▽

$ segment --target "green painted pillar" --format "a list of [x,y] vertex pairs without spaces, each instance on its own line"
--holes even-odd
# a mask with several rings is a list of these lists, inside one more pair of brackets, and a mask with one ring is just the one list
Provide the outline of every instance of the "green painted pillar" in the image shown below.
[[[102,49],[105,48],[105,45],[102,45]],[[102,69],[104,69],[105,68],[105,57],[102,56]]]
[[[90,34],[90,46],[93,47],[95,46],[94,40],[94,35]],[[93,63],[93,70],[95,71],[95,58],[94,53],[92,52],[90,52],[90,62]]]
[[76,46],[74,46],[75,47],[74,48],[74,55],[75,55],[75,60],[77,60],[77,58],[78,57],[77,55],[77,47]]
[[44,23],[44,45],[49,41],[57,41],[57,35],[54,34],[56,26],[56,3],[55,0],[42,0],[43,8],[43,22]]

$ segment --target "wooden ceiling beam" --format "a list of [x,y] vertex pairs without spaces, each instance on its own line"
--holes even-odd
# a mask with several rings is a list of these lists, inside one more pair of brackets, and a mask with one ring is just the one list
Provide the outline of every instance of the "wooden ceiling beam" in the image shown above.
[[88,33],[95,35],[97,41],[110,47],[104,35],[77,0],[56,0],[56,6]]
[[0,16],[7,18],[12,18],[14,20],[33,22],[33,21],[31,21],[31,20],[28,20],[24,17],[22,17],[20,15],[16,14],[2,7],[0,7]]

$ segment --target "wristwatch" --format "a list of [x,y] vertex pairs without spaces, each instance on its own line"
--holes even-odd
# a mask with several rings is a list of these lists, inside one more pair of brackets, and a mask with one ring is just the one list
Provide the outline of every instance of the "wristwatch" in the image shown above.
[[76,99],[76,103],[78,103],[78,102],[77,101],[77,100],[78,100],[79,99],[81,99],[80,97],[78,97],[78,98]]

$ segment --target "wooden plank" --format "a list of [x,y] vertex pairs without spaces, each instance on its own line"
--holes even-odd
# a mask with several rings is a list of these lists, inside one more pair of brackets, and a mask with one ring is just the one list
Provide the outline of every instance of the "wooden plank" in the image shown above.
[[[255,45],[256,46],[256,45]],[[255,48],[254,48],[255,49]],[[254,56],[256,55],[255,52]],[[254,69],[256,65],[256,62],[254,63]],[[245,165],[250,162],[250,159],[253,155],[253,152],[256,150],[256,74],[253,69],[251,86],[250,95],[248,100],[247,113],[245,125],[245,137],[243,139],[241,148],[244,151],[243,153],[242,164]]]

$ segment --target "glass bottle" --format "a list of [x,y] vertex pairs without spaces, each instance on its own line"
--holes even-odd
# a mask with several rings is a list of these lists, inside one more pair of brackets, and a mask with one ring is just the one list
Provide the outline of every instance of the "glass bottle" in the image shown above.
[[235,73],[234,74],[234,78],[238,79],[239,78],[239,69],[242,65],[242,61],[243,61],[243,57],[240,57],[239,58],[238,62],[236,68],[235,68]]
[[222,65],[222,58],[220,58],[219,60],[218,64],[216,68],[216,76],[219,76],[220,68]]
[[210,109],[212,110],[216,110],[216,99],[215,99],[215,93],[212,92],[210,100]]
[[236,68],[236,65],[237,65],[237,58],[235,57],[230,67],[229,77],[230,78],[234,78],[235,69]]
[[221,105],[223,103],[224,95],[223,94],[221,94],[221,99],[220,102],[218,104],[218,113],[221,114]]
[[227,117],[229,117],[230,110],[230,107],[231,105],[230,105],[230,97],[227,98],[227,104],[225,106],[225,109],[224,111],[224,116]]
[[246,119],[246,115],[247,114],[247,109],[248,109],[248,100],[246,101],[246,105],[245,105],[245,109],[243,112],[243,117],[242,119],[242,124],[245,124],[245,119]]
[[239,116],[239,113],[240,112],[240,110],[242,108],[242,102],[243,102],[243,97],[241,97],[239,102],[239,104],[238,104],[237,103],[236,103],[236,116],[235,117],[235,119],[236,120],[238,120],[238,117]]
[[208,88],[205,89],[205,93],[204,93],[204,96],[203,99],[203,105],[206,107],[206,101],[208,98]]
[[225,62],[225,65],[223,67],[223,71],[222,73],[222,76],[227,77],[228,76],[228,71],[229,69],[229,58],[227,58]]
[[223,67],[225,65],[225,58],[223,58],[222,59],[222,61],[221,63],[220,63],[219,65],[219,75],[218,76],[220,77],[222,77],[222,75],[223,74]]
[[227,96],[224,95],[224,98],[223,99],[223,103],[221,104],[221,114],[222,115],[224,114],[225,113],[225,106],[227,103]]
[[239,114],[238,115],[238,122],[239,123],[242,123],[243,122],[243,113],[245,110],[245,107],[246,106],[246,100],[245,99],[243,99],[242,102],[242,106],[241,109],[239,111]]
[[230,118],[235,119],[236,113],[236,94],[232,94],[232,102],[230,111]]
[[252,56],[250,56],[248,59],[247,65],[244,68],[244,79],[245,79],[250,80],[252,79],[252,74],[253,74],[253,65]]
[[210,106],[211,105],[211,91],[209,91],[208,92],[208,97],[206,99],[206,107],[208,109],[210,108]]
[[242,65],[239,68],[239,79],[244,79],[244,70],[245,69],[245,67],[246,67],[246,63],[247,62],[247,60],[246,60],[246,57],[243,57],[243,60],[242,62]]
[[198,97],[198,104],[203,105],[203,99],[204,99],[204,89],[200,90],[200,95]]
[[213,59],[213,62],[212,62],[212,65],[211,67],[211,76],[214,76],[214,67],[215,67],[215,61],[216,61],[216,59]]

△

_What you have to do_
Copy out each line of the listing that contains the word "target".

_Full answer_
$ segment --target "green painted pillar" --format "a list of [x,y] vertex pairs without spaces, each instance on its own line"
$ segment --target "wooden ceiling beam" --format "a list of [x,y] vertex pairs without spaces, each instance on its own line"
$ segment --target "wristwatch" --format "a list of [x,y] vertex pairs without spaces, each instance on its own line"
$ segment --target "wooden plank" --format "a list of [x,y] vertex pairs without spaces, each instance on its own line"
$ segment --target "glass bottle" --format "a list of [x,y] vertex pairs without spaces, each instance on its own line"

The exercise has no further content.